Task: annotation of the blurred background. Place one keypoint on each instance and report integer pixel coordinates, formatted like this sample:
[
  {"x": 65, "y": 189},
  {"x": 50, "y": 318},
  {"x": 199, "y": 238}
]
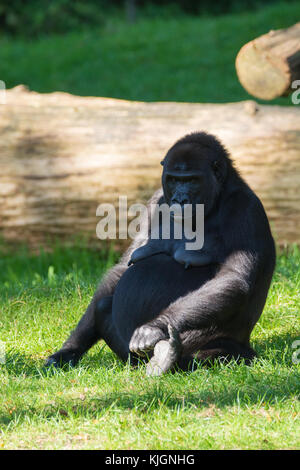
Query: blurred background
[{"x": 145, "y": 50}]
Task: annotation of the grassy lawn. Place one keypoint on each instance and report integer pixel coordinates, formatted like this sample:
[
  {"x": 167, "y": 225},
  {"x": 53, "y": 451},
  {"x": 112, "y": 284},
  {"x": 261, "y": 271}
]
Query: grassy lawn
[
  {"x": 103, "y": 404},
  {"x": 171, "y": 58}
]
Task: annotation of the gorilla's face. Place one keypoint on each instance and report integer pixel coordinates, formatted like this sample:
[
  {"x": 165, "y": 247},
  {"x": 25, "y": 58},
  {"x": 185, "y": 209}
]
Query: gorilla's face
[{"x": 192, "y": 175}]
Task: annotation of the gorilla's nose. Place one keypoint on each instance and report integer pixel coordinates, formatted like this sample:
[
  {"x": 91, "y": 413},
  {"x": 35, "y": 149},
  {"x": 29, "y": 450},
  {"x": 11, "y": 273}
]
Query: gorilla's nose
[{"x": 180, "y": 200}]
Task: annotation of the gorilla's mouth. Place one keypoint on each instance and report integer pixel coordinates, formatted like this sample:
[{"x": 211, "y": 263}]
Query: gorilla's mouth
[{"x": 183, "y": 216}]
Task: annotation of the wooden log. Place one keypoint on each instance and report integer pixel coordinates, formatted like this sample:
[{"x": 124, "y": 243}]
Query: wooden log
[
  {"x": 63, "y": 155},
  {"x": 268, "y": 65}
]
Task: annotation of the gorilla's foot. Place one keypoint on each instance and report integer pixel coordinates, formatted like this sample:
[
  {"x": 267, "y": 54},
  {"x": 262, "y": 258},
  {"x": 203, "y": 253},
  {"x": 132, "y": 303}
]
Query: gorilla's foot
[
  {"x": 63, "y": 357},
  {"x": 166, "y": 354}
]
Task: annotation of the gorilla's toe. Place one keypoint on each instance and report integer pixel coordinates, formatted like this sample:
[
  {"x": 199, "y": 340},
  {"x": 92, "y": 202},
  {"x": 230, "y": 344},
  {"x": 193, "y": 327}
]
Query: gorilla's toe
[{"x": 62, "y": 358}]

================================

**WHAT THE TASK REQUIRES**
Can the entries above be repeated exactly, without their pictures?

**SOLUTION**
Task: annotation of the blurred background. Place one keypoint on each instance and report integer pixel coordinates, formatted like this sample:
[
  {"x": 65, "y": 189},
  {"x": 50, "y": 318},
  {"x": 199, "y": 238}
]
Query: blurred background
[{"x": 145, "y": 50}]
Task: annotation of the grassy lawn. Place one keypoint on each instance and report integer pixel coordinates, formatted like this sample:
[
  {"x": 167, "y": 225},
  {"x": 53, "y": 451},
  {"x": 112, "y": 284},
  {"x": 261, "y": 271}
]
Query: grassy lawn
[
  {"x": 103, "y": 404},
  {"x": 171, "y": 58}
]
Task: annotation of the gorilla's face. Place one keypoint on each instance and report integer pixel coordinates, formatted like this sample:
[
  {"x": 165, "y": 247},
  {"x": 25, "y": 58},
  {"x": 185, "y": 209}
]
Query: gorilla's face
[{"x": 192, "y": 175}]
Task: annotation of the gorilla's nose. Place one keypoint on each instance and report integer pixel coordinates, formatted like this sample:
[
  {"x": 91, "y": 413},
  {"x": 35, "y": 149},
  {"x": 29, "y": 450},
  {"x": 11, "y": 273}
]
Query: gorilla's nose
[{"x": 180, "y": 200}]
Task: annotation of the gorilla's mouth. Place one keypoint on each instance and report integer pixel coordinates, formatted like this sample:
[{"x": 211, "y": 263}]
Query: gorilla's mouth
[{"x": 183, "y": 216}]
Task: annotation of the wooden log. Place one keypoint on each instance and report integer pixel coordinates, formatted like this sample:
[{"x": 124, "y": 243}]
Query: wooden log
[
  {"x": 63, "y": 155},
  {"x": 268, "y": 65}
]
Task: annotation of the gorilla's foot. Place one keypoint on each instance and report integer pixel coordinates, formatted like this sample:
[
  {"x": 267, "y": 54},
  {"x": 262, "y": 258},
  {"x": 203, "y": 253},
  {"x": 132, "y": 303}
]
Query: gorilla's foot
[
  {"x": 63, "y": 357},
  {"x": 166, "y": 354}
]
Task: annotation of the gorilla's toe. Place one keypoint on each instance and report integer pixel coordinates, formatted like this sample:
[
  {"x": 199, "y": 340},
  {"x": 92, "y": 202},
  {"x": 230, "y": 344},
  {"x": 193, "y": 327}
]
Query: gorilla's toe
[{"x": 62, "y": 358}]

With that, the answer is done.